• **Exercise aim**: Look in the material below for the line holding "spot white sneaker on pavement | bbox". Set it down exactly, with each later line up to and including the line holding "Example output: (1156, 213), (1329, 1602)".

• **Dataset entries**:
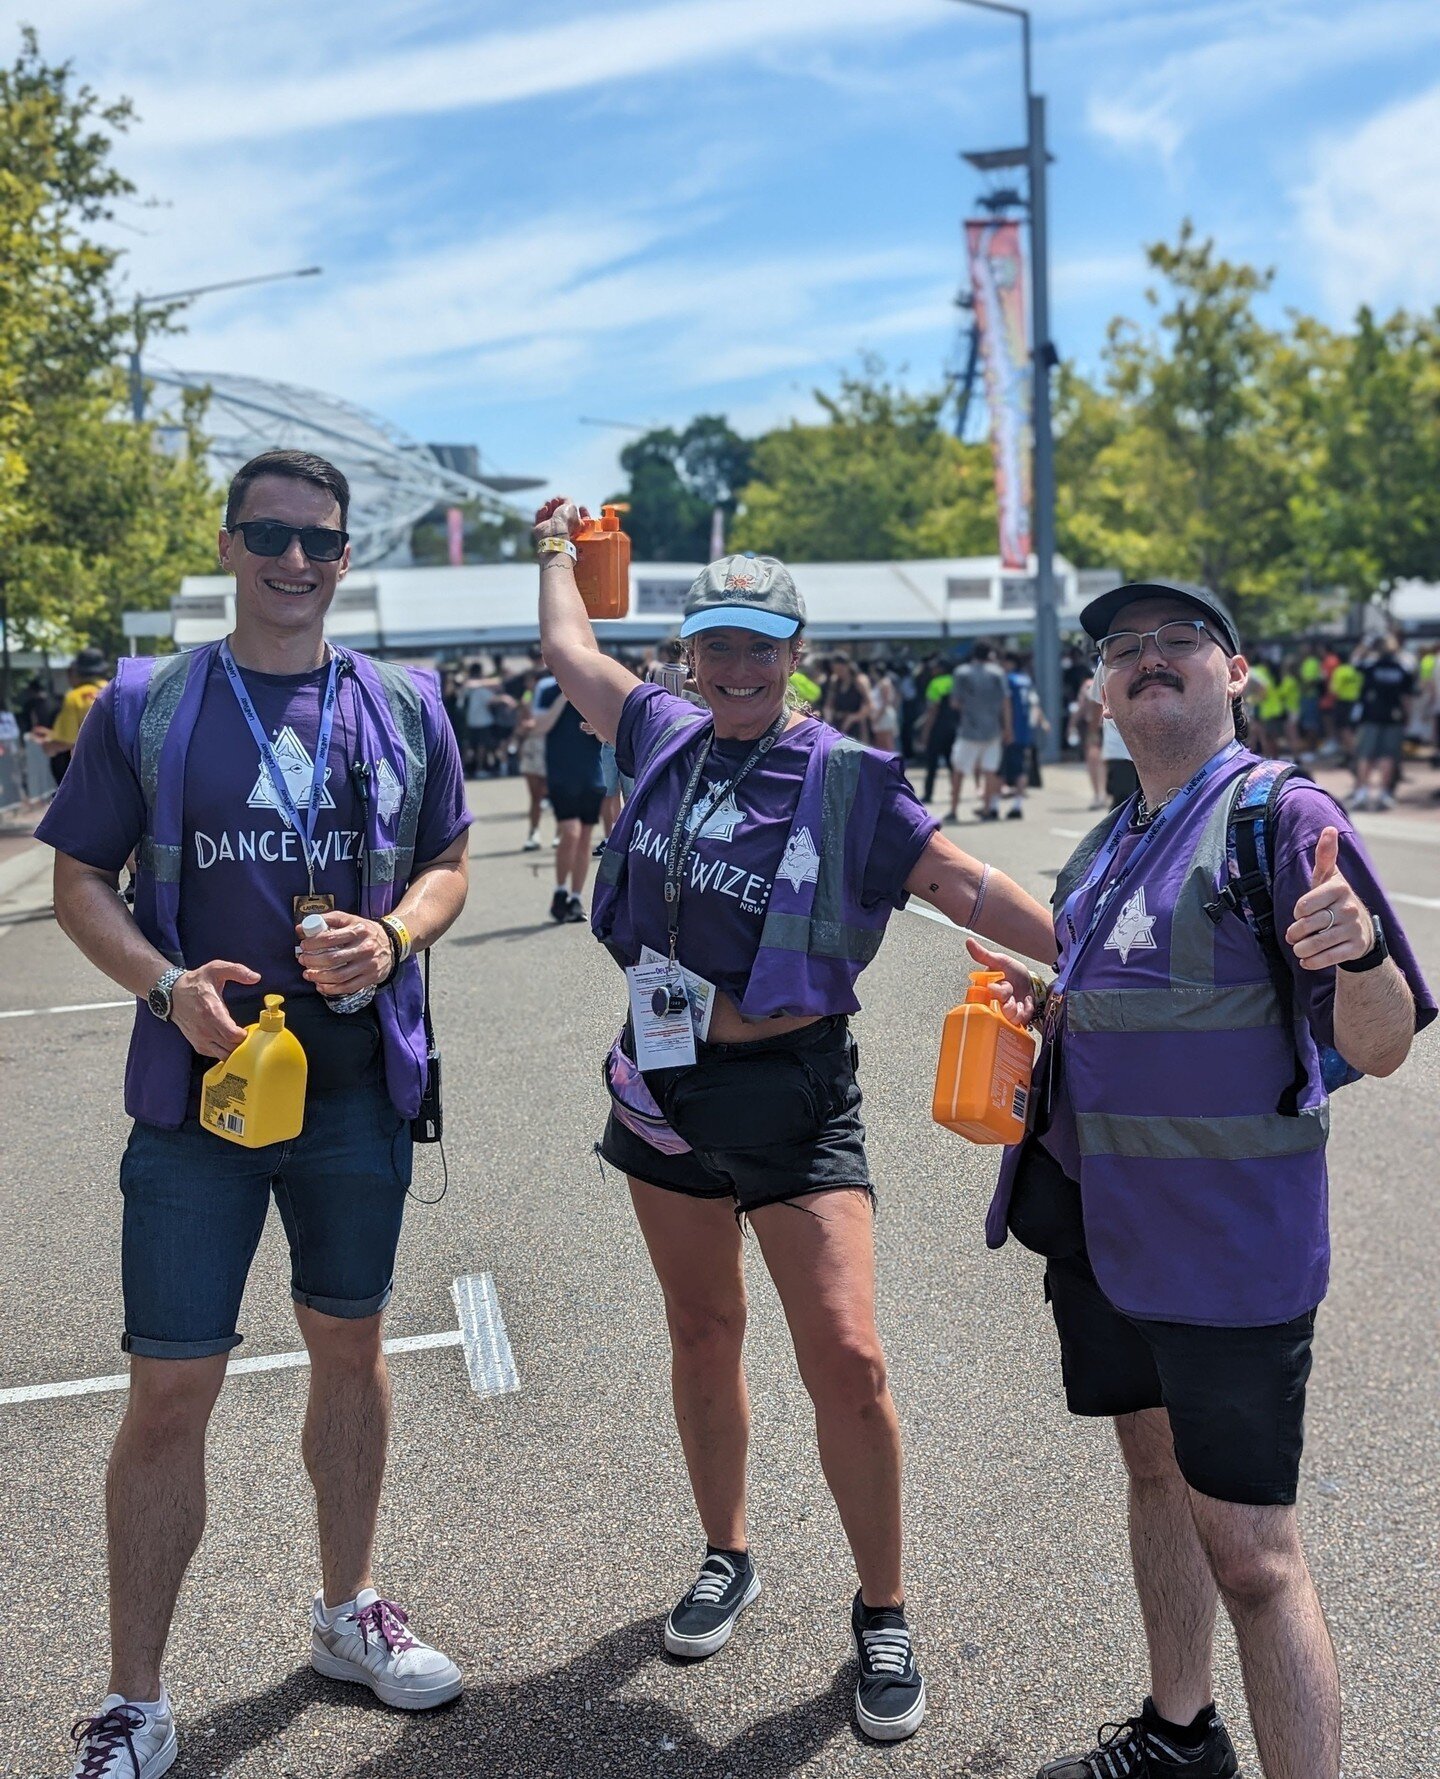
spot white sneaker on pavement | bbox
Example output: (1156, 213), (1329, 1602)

--

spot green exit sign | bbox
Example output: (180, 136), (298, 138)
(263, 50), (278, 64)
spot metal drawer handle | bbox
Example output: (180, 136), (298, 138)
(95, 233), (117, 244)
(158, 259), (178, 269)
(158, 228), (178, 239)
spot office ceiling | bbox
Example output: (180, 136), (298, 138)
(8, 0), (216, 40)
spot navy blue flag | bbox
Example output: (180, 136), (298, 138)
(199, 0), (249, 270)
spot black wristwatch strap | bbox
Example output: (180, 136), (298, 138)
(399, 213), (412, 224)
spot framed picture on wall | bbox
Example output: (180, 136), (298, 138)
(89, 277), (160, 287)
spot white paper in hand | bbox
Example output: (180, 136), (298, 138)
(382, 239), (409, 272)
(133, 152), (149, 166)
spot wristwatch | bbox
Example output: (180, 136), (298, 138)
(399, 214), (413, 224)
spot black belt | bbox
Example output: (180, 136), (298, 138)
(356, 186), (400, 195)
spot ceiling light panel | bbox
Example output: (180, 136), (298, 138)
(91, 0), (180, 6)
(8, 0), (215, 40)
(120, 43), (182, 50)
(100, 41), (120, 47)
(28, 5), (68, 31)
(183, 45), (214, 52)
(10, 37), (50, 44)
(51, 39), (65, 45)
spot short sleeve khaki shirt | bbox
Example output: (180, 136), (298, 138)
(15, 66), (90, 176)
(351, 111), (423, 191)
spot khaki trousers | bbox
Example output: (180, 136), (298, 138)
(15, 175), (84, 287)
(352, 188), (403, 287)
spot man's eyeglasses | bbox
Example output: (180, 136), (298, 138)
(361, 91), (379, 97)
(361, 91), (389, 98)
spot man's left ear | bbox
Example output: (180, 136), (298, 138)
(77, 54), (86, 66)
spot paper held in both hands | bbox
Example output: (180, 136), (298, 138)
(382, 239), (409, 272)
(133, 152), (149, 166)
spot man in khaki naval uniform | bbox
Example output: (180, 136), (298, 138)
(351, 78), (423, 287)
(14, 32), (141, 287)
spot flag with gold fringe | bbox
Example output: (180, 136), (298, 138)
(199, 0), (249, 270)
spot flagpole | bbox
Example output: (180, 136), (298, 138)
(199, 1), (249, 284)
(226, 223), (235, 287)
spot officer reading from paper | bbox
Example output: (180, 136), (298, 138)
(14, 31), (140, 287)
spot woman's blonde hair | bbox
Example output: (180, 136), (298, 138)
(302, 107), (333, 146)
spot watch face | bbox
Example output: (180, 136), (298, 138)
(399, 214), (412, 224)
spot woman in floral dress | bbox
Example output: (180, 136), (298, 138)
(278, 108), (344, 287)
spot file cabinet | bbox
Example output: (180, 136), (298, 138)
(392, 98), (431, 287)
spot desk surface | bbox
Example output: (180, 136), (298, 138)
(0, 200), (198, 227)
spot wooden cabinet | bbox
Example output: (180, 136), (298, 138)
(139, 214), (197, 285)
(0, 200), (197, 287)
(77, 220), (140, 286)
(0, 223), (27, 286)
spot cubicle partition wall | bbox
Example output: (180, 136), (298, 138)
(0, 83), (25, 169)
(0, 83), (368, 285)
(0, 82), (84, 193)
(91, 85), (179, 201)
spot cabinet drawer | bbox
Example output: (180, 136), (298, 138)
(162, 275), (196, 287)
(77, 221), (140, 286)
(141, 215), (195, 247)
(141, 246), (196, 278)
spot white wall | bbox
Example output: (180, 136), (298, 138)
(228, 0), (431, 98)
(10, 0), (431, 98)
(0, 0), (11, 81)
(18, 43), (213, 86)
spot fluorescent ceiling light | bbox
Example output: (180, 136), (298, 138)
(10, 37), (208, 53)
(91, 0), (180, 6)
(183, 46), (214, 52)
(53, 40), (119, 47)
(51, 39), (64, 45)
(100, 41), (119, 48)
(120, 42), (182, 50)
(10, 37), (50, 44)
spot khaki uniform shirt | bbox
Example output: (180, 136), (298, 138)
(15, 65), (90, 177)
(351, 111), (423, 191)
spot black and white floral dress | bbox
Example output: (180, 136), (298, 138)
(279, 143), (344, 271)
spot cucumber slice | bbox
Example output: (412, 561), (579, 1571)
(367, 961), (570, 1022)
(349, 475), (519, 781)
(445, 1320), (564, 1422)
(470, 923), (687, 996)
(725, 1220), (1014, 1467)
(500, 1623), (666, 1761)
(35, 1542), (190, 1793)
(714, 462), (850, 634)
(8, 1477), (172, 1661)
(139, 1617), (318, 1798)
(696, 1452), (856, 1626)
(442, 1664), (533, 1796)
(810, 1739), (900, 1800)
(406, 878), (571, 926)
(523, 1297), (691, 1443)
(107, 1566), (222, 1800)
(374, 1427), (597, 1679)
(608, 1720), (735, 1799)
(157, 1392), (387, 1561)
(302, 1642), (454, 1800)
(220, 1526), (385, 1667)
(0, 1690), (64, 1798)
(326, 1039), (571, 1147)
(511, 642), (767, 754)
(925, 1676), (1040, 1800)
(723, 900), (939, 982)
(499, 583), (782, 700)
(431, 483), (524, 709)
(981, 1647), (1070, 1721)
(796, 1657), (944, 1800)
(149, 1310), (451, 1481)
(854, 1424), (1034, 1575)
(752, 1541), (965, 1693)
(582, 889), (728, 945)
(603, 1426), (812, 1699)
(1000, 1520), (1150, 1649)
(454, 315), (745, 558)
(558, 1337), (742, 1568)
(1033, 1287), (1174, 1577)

* * *

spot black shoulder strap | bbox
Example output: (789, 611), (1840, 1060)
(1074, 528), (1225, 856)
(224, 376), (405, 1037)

• **Expected output**:
spot white sneaker on pavement | bbox
Example output: (1156, 213), (1329, 1602)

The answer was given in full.